● ABOUT THIS TASK
Everything before the line containing "Confirm that each instance of the paved" stays out; print that line and all lines below it through the last, exactly.

GIVEN DATA START

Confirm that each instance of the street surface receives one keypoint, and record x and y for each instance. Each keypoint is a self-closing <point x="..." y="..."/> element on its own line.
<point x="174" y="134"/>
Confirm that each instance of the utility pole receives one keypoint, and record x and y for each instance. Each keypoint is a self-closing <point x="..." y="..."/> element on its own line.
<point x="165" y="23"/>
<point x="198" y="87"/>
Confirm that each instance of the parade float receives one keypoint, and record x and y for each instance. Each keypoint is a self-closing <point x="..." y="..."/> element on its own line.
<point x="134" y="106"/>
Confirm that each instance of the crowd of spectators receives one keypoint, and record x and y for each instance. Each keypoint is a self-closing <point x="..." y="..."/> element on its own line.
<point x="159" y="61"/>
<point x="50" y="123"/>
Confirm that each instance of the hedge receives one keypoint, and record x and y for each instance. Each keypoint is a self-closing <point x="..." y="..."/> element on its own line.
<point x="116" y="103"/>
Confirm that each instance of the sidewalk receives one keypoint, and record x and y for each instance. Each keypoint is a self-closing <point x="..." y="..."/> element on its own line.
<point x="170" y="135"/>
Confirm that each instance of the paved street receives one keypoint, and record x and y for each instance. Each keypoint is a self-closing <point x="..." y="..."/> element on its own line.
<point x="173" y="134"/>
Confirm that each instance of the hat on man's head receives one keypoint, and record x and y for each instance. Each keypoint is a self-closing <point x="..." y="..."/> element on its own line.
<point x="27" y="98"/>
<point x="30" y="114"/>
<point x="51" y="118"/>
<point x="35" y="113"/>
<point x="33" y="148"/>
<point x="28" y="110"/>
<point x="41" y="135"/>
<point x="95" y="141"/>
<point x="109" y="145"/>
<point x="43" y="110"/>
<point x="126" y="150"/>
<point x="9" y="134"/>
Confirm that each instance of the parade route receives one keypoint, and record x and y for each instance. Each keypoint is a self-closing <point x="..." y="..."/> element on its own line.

GIVEN DATA END

● RESULT FOR THIS TASK
Confirm that each instance of the paved street receives one keypoint, and record x and y for each instance. Each keypoint is a self-closing <point x="..." y="..."/> element on its own line.
<point x="173" y="134"/>
Confirm that each instance of the hat on man's head receives one keypoint, and record x and y for each instance. Each keypoint is a self-closing <point x="..." y="..."/> element on its own line.
<point x="27" y="98"/>
<point x="30" y="114"/>
<point x="51" y="118"/>
<point x="35" y="113"/>
<point x="33" y="148"/>
<point x="28" y="110"/>
<point x="41" y="135"/>
<point x="95" y="141"/>
<point x="109" y="145"/>
<point x="43" y="110"/>
<point x="126" y="150"/>
<point x="9" y="134"/>
Confirm that each instance of the parade route receives one keypoint, and record x and y for each instance. Each keypoint is a self-closing <point x="..." y="..."/> element on its own line.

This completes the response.